━━━ TEXT SEGMENT ━━━

American model from Cedar Rapids, Iowa

Alanna Lynn Arrington (born November 18, 1998) is an American model from Cedar Rapids, Iowa. She has been on the cover of Maxim and Elle U.K. She is a model for Victoria's Secret.

== Early life ==
Born to Anthony and Amy Arrington, Arrington has one sister named Amyah. Arrington is biracial. She attended Erskine Elementary School, McKinley Middle School, and Washington High School in Cedar Rapids and was on their varsity basketball team.

== Career ==
Arrington was scouted by the talent agents Jeff and Mary Clarke of Mother Model Management, in St Louis, Missouri. She subsequently signed to Next Model Management. She first worked in Los Angeles before moving to New York City to do high fashion modeling.

Arrington debuted during the 2016 F/W ready-to-wear collections, opening the Altuzarra show. She walked over 20 shows that season, including Chanel, Tommy Hilfiger, Louis Vuitton, Etro, Céline and Diane Von Furstenberg. Since then she has walked the runway for Missoni, Max Mara, Mulberry, Tom Ford, Alberta Ferretti, Stella McCartney, Balmain, Roland Mouret, and Yeezy.

Arrington has appeared in editorials for magazines such as Vogue, British Vogue, Vogue España, Vogue Russia, Teen Vogue, Harper’s Bazaar, Elle, Interview, Allure, i-D, and Wonderland Magazine. Arrington has appeared in advertisements for Polo Ralph Lauren, Gap Inc., Urban Outfitters, DKNY, Mango, Stella McCartney, H&M, Levi’s, Express, and Aldo.

She walked the 2016-2018 Victoria's Secret Fashion Shows.

She is ranked as a "Money" girl on models.com.

In 2017, she was chosen as one of the "11 Models You Need to Know" by Vogue Arabia.

━━━ LISTED RECORDS ━━━

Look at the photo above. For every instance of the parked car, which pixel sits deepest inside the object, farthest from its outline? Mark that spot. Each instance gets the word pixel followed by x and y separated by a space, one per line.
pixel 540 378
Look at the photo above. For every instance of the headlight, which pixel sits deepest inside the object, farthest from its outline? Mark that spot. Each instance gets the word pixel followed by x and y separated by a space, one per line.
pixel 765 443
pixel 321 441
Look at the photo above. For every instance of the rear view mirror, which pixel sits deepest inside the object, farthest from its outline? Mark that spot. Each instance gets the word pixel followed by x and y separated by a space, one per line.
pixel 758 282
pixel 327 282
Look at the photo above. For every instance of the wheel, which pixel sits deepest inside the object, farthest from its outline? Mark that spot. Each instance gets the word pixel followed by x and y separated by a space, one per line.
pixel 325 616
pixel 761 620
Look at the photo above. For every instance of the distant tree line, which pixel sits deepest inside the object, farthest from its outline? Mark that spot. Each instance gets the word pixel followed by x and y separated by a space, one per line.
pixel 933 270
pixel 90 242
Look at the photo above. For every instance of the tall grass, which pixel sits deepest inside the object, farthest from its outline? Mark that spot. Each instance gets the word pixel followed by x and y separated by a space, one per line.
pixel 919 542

━━━

■ TASKS TO COMPLETE:
(A) In the biography of Alanna Arrington, which show did she open at her runway debut?
(B) Condense the paragraph of the biography of Alanna Arrington that begins "Arrington debuted during the 2016 F/W" into a short bulleted list that keeps its main facts.
(C) Reproduce everything in the biography of Alanna Arrington from "Arrington has appeared in editorials" down to "by Vogue Arabia.".

■ RESULTS OF THE EXERCISE:
(A) The Altuzarra show.

(B)
- Debuted in the 2016 F/W ready-to-wear collections, opening the Altuzarra show.
- Walked over 20 shows that season, including Chanel, Tommy Hilfiger, Louis Vuitton, Etro, Céline and Diane Von Furstenberg.
- Has since walked for Missoni, Max Mara, Mulberry, Tom Ford, Alberta Ferretti, Stella McCartney, Balmain, Roland Mouret and Yeezy.

(C)
Arrington has appeared in editorials for magazines such as Vogue, British Vogue, Vogue España, Vogue Russia, Teen Vogue, Harper’s Bazaar, Elle, Interview, Allure, i-D, and Wonderland Magazine. Arrington has appeared in advertisements for Polo Ralph Lauren, Gap Inc., Urban Outfitters, DKNY, Mango, Stella McCartney, H&M, Levi’s, Express, and Aldo.

She walked the 2016-2018 Victoria's Secret Fashion Shows.

She is ranked as a "Money" girl on models.com.

In 2017, she was chosen as one of the "11 Models You Need to Know" by Vogue Arabia.